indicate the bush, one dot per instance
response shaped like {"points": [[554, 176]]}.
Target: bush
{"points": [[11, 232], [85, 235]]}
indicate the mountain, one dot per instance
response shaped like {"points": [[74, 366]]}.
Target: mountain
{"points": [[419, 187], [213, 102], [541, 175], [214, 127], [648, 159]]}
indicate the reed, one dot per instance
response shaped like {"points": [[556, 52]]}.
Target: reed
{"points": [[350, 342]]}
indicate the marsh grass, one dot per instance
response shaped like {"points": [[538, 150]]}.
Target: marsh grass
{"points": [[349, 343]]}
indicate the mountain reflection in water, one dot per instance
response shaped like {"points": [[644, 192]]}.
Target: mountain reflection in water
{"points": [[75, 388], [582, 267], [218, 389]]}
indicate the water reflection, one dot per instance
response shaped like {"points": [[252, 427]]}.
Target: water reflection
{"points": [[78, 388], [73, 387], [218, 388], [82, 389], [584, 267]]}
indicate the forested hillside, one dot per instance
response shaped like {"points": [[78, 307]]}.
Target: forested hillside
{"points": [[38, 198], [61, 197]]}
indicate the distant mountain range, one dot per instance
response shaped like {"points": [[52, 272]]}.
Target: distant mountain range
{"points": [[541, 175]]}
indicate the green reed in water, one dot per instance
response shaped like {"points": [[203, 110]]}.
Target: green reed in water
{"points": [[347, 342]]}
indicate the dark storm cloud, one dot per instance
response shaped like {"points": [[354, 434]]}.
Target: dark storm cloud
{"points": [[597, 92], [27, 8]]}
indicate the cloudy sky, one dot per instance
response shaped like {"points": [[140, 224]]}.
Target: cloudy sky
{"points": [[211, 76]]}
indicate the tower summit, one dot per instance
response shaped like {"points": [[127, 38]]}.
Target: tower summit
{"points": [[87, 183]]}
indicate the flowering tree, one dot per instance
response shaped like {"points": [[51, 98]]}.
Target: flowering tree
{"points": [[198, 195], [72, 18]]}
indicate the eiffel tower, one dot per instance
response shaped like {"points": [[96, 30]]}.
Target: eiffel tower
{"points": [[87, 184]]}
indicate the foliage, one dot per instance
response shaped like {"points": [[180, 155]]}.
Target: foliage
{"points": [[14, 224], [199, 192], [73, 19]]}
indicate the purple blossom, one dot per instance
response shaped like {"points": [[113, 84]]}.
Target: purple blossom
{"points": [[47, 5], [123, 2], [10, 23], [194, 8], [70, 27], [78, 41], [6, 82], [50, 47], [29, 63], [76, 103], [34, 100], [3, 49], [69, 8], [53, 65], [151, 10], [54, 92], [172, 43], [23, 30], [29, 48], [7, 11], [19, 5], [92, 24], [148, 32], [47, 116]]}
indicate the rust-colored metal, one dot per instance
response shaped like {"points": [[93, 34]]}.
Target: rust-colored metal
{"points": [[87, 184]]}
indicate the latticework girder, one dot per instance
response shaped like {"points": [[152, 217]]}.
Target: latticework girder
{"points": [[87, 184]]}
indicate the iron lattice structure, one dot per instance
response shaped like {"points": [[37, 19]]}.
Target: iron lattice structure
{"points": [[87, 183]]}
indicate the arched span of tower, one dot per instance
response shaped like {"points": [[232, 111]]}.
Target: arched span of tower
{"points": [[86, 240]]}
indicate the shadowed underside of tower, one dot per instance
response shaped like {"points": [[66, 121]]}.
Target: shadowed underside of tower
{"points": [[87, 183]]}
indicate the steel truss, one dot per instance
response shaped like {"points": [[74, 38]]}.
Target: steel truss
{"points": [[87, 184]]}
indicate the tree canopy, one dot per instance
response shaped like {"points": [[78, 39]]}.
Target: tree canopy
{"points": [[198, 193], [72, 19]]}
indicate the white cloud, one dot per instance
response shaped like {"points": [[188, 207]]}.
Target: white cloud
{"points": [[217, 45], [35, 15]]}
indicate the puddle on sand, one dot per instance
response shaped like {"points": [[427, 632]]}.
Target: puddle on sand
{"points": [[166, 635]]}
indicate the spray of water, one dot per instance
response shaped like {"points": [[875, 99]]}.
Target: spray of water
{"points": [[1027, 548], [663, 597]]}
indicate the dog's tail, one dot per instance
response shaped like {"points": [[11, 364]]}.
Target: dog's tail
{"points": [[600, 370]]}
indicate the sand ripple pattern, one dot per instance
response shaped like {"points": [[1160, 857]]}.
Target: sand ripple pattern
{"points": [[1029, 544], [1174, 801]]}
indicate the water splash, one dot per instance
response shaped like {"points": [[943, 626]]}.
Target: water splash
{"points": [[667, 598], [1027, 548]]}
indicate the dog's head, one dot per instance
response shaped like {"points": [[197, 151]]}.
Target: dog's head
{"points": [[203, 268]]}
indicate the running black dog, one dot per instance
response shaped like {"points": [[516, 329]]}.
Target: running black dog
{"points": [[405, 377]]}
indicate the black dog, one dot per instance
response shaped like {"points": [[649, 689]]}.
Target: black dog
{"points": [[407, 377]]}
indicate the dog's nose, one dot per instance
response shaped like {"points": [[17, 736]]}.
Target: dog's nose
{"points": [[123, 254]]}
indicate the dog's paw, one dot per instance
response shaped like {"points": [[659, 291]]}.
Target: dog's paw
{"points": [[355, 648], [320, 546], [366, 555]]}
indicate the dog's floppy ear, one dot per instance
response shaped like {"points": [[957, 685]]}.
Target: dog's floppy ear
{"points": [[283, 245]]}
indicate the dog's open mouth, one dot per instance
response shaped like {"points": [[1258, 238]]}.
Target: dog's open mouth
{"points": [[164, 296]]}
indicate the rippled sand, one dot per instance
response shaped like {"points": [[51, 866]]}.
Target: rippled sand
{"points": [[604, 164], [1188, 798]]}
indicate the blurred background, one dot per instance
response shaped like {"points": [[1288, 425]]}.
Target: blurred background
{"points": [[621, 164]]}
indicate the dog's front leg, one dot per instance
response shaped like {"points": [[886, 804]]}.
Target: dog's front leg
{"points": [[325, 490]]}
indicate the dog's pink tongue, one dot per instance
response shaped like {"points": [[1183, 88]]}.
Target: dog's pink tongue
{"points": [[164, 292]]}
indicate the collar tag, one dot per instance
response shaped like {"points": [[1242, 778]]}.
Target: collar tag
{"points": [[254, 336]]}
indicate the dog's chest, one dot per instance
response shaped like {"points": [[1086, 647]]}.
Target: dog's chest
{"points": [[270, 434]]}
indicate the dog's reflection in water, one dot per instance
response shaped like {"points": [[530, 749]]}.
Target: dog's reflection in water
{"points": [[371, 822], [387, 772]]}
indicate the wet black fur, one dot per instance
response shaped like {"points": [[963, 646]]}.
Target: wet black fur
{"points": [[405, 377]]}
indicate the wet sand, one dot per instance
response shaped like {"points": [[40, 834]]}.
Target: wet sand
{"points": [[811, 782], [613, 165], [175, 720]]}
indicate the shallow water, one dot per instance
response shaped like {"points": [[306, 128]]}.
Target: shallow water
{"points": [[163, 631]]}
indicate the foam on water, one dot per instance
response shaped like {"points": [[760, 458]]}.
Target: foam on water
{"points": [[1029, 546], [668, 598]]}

- Requirement -
All entries must be duplicated exactly, with none left out.

- Result for this task -
indicate the bush, one dot per instance
response shaped like {"points": [[554, 176]]}.
Target: bush
{"points": [[11, 232], [85, 235]]}
indicate the mountain, one dot per instance
response shaped like {"points": [[74, 366]]}.
Target: mountain
{"points": [[419, 187], [213, 102], [541, 175], [214, 127], [648, 159]]}
indicate the reed, one dot per instance
response shaped like {"points": [[556, 52]]}.
Target: reed
{"points": [[350, 342]]}
indicate the marsh grass, one dot per instance
response shaped like {"points": [[538, 150]]}.
Target: marsh grass
{"points": [[349, 343]]}
indicate the mountain reflection in water, one dot per instance
response shaped like {"points": [[644, 192]]}.
Target: mountain reflection in water
{"points": [[75, 388], [582, 267], [218, 389]]}
indicate the water reflection, one dot per instance
response shaped like {"points": [[252, 427]]}.
Target: water reflection
{"points": [[78, 388], [73, 387], [218, 388], [82, 389], [584, 267]]}
indicate the forested hillside, one dot per instance
response shaped like {"points": [[78, 307]]}.
Target: forested hillside
{"points": [[38, 198], [61, 197]]}
indicate the distant mountain range, one dot per instance
response shaped like {"points": [[52, 272]]}.
Target: distant mountain range
{"points": [[541, 175]]}
indicate the green reed in water, one dot per instance
response shaped like {"points": [[203, 110]]}.
Target: green reed in water
{"points": [[347, 342]]}
indicate the dark storm cloud, one dot per instance
response shaped like {"points": [[354, 434]]}.
Target: dark storm cloud
{"points": [[597, 92], [27, 8]]}
indicate the cloudy sky, one dot per instance
response shaped like {"points": [[140, 224]]}.
Target: cloudy sky
{"points": [[211, 76]]}
indicate the tower summit, one dot per instance
response shaped like {"points": [[127, 38]]}.
Target: tower summit
{"points": [[87, 183]]}
indicate the flowering tree, one dot per instance
response shaped like {"points": [[51, 98]]}.
Target: flowering tree
{"points": [[198, 195], [72, 18]]}
indicate the eiffel tower, one dot per instance
response shaped like {"points": [[96, 30]]}.
Target: eiffel tower
{"points": [[87, 184]]}
indicate the foliage, one dot per instance
response shaped like {"points": [[180, 155]]}.
Target: foliage
{"points": [[14, 224], [199, 192], [73, 19]]}
indicate the purple blossom, one dot per instance
response shaped like {"points": [[113, 84]]}.
Target: purple blossom
{"points": [[47, 5], [123, 2], [10, 23], [194, 8], [70, 27], [78, 41], [6, 82], [50, 47], [29, 63], [76, 103], [34, 100], [3, 49], [69, 8], [53, 65], [151, 10], [54, 92], [172, 43], [23, 30], [29, 48], [7, 11], [19, 5], [92, 24], [148, 32], [47, 116]]}
indicate the rust-colored metal, one dot per instance
response shaped like {"points": [[93, 34]]}.
Target: rust-colored metal
{"points": [[87, 184]]}
indicate the latticework girder, one dot per instance
response shaped like {"points": [[152, 217]]}.
Target: latticework girder
{"points": [[87, 184]]}
indicate the iron lattice structure, one dot per instance
response shaped like {"points": [[37, 19]]}.
Target: iron lattice structure
{"points": [[87, 183]]}
indicate the arched span of tower, one dot per instance
response shaped like {"points": [[232, 111]]}.
Target: arched span of tower
{"points": [[86, 240]]}
indicate the shadowed underside of tower, one dot per instance
response shaped like {"points": [[66, 121]]}.
Target: shadowed underside of tower
{"points": [[87, 183]]}
indicate the steel truss, one dot per instance
response shaped like {"points": [[74, 38]]}.
Target: steel truss
{"points": [[87, 184]]}
indicate the tree canopy, one dot per instance
response shaped like {"points": [[78, 39]]}.
Target: tree canopy
{"points": [[198, 193], [72, 19]]}
indicate the white cloud, one dot per instance
response shaped like {"points": [[188, 207]]}.
Target: white cloud
{"points": [[217, 45], [35, 15]]}
indicate the puddle on sand, one dot per instance
response shaped like {"points": [[427, 632]]}.
Target: puddle on sand
{"points": [[166, 635]]}
indicate the spray of water, one dot per instance
response shaped like {"points": [[875, 99]]}.
Target: spray of water
{"points": [[1027, 548], [663, 597]]}
indicate the dog's tail, one dot per instance
response shaped like {"points": [[11, 364]]}.
Target: dog's tail
{"points": [[600, 370]]}
indicate the sand ripple pattern, one dot per instance
response shaped like {"points": [[1160, 857]]}.
Target: sand ripple pattern
{"points": [[1029, 544], [1174, 801]]}
indicate the water splash, one dot per instance
response shaped like {"points": [[943, 626]]}.
Target: water splash
{"points": [[667, 598], [1027, 548]]}
indicate the dog's head, one dot per instance
response shaped like {"points": [[197, 151]]}.
Target: dog's head
{"points": [[203, 268]]}
indicate the running black dog, one dot per instance
response shaped like {"points": [[516, 329]]}.
Target: running black dog
{"points": [[405, 377]]}
indicate the black dog, one dot per instance
response shaped like {"points": [[649, 689]]}.
Target: black dog
{"points": [[407, 377]]}
indicate the dog's nose, one dot per instance
response shaped like {"points": [[17, 736]]}.
Target: dog's nose
{"points": [[123, 254]]}
indicate the dog's paw, one dot per instance
response shaped like {"points": [[659, 291]]}.
Target: dog's paw
{"points": [[355, 648], [320, 546], [366, 555]]}
indicate the dog's floppy ear, one dot per instance
response shaped like {"points": [[957, 685]]}.
Target: dog's floppy ear
{"points": [[283, 245]]}
indicate the dog's open mouth, one dot per instance
response shaped like {"points": [[1258, 238]]}.
Target: dog's open mouth
{"points": [[164, 296]]}
indicate the rippled sand, one dot per instance
response shaped like {"points": [[51, 866]]}.
Target: rippled sand
{"points": [[604, 164], [1188, 798]]}
indicate the blurred background, one dot per instance
response shaped like {"points": [[1288, 425]]}.
Target: blurred background
{"points": [[621, 164]]}
indicate the dog's front leg, one dot per instance
response shaped like {"points": [[886, 804]]}.
Target: dog's front leg
{"points": [[325, 490]]}
indicate the dog's pink tongue, one dot per instance
response shaped like {"points": [[1183, 88]]}.
Target: dog's pink tongue
{"points": [[164, 292]]}
indicate the collar tag, one dot per instance
response shaped like {"points": [[1242, 778]]}.
Target: collar tag
{"points": [[254, 336]]}
indicate the dog's chest, one dot per instance
response shaped like {"points": [[1086, 647]]}.
Target: dog's chest
{"points": [[270, 434]]}
indicate the dog's reflection in water, one dot per instance
response shaped like {"points": [[530, 749]]}.
Target: dog's reflection in water
{"points": [[371, 822], [387, 772]]}
indicate the wet black fur, one dot per instance
response shaped like {"points": [[963, 646]]}.
Target: wet black fur
{"points": [[405, 377]]}
indicate the wet sand, one dot per instance
response shaped like {"points": [[40, 834]]}.
Target: wet sand
{"points": [[811, 782], [613, 165], [175, 720]]}
indicate the shallow water, one dot per instance
response shaped like {"points": [[306, 128]]}.
Target: shallow water
{"points": [[163, 631]]}
indicate the foam on water, one dot per instance
response shaped like {"points": [[760, 458]]}.
Target: foam on water
{"points": [[1029, 546], [668, 598]]}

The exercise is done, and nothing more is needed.